→ **WHAT IS NEEDED**:
Turn the lines of all the rows below into a JSON list of strings, one string per line, skipping blank lines. Leave the pictures out of the answer.

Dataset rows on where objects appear
....................

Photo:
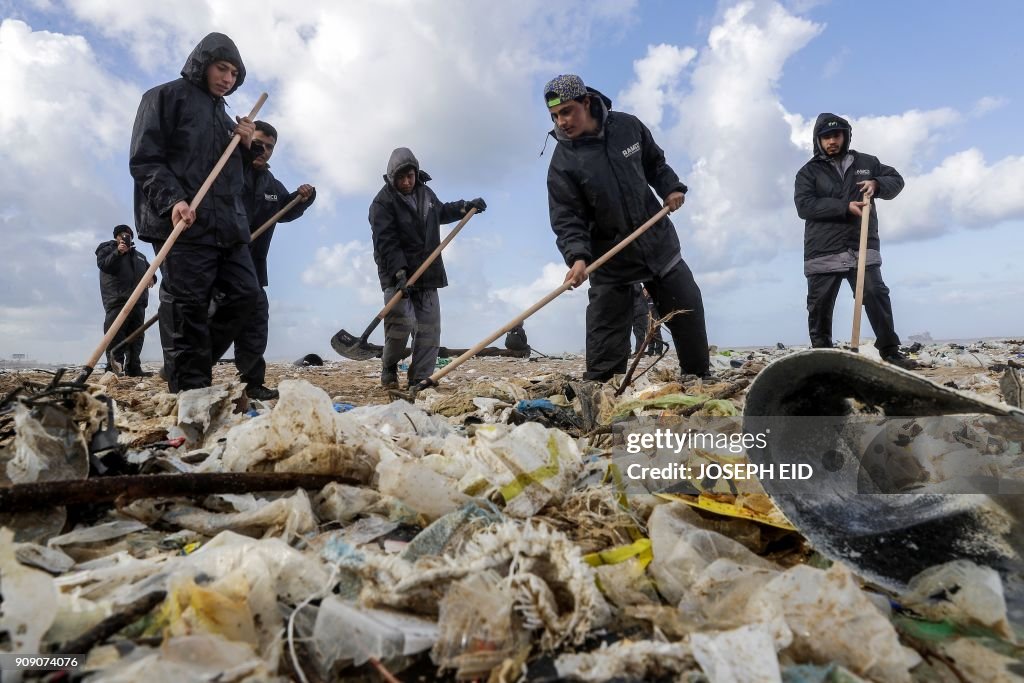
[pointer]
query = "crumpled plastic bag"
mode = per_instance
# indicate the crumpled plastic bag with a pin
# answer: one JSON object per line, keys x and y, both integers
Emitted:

....................

→ **RESPONSE TO THE EXERCISE**:
[
  "Photo:",
  "[pointer]",
  "query = \"crumpled plastic bag\"",
  "mode = per_instance",
  "# indicate the crumpled plastic bag with a pin",
  "# answer: one JSON object per line, keys x and y, both integers",
  "Emitted:"
]